Exercise requirements:
Repeat the stretch of the listing from the line containing "Tag one point on every instance of the leaning" through the line containing "Tag one point on every instance of the bare", both lines included, with nothing else.

Dataset excerpt:
══════

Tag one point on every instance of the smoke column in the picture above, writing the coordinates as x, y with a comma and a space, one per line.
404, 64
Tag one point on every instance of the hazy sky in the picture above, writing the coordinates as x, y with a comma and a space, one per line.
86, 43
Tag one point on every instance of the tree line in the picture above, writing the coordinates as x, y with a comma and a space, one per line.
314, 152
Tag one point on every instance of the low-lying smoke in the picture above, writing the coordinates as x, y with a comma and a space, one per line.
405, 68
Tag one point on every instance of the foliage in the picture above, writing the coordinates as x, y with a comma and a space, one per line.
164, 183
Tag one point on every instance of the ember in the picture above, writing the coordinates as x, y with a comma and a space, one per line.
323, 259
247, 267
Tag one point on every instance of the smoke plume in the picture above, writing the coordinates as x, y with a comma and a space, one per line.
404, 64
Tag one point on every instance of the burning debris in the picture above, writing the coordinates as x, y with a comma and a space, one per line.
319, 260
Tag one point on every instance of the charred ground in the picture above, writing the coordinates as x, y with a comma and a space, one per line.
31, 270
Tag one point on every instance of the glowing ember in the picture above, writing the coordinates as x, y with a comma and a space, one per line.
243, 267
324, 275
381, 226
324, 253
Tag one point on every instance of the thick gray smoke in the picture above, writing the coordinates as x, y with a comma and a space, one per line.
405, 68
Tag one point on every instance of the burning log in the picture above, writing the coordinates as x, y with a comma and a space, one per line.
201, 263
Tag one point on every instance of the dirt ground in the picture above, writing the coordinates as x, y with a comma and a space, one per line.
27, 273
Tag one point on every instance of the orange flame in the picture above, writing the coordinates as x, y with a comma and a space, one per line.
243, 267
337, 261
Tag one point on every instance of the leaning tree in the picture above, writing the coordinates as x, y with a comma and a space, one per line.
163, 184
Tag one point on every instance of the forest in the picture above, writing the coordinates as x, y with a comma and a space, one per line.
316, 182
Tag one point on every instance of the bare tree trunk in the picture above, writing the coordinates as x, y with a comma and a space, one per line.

══════

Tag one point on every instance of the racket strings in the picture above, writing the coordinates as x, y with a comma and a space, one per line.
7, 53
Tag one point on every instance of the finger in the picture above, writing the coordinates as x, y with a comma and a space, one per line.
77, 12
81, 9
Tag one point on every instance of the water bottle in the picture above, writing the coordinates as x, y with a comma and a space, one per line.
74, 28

══════

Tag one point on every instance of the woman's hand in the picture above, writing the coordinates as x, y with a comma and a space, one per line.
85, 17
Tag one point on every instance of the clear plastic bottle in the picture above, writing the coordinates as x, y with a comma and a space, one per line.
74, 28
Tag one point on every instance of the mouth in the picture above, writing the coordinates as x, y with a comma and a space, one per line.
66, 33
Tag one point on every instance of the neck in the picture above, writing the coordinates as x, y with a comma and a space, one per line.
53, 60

══════

Task output:
Tag one point on every instance of the leaning tree in the picture above, writing the coordinates as x, y with a comma and a space, one per line.
163, 184
Tag one point on every instance of the forest in the picture above, writing the coordinates as x, y with a comma and a space, one per line.
316, 182
Tag one point on every instance of the bare tree trunk in the picture above, writing the coordinates as x, y with a comma and a space, one per line.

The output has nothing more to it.